▶ **PAGE TEXT**

= = = = = = =

A Short and Incomplete List of Gratitute

I’m grateful to be here at all.  Since I fit into my dad’s size eleven shoe when I was born, that wasn’t a given.

I’m grateful for my birth family.  I’m grateful that my grandmother told me stories, my father read me poetry and my brother introduced me to science fiction.  I’m grateful my mom worked her fingers to the bone and managed things so that we survived despite their spending a small fortune on my health care when I was little.  And I’m grateful that all of them resisted the impulse to drown me though heaven knows, considering the escapades I remember, it must have been hard at times.  (Maybe I should also be grateful it was a bit of a walk to the nearest large-enough-to-pitch-a-kid-into river.  Gave them time to cool off.  Do you know how hard that was to arrange in Portugal?)

I’m grateful for my husband, and I’m grateful I found him at all.  I bet whoever arranged such things placed us on different continents thinking that would be SAFER.  Ah!

I’m grateful for his genius, his sense of humor, but most of all I’m grateful for his kindness.  (I think he’s hot too, but that’s my business, right?  All y’all practice discipline of the eyes NOW.)

I’m grateful my husband has never drowned me.  (Great foresight on my part living in Colorado and away from reservoirs, uh?)

I’m grateful for my kids.  Given six years of infertility before the first one, given that the second one was a complete and wonderful surprise, they’re both miracles.  And I’m grateful they’re the sort of kids who can make me laugh even when I feel like crying, and that they’re responsible, caring and far more talented than I’ll ever be.  (I think they’re cute too, but I’m their mom, so that’s suspect.)

= = = = = = =

▶ **WORK TO COMPLETE**
(1) Please write out the gratitude list from "I’m grateful for my husband, and" to "the eyes NOW.)".
(2) According to the gratitude list, how many years of infertility came before the first child?
You won't need the material placed after this.

▶ **DATASET SECTION**

= = = = = = =

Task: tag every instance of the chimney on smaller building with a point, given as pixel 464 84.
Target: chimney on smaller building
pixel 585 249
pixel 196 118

= = = = = = =

▶ **ANSWERS**
(1)
I’m grateful for my husband, and I’m grateful I found him at all.  I bet whoever arranged such things placed us on different continents thinking that would be SAFER.  Ah!

I’m grateful for his genius, his sense of humor, but most of all I’m grateful for his kindness.  (I think he’s hot too, but that’s my business, right?  All y’all practice discipline of the eyes NOW.)

(2) Six years.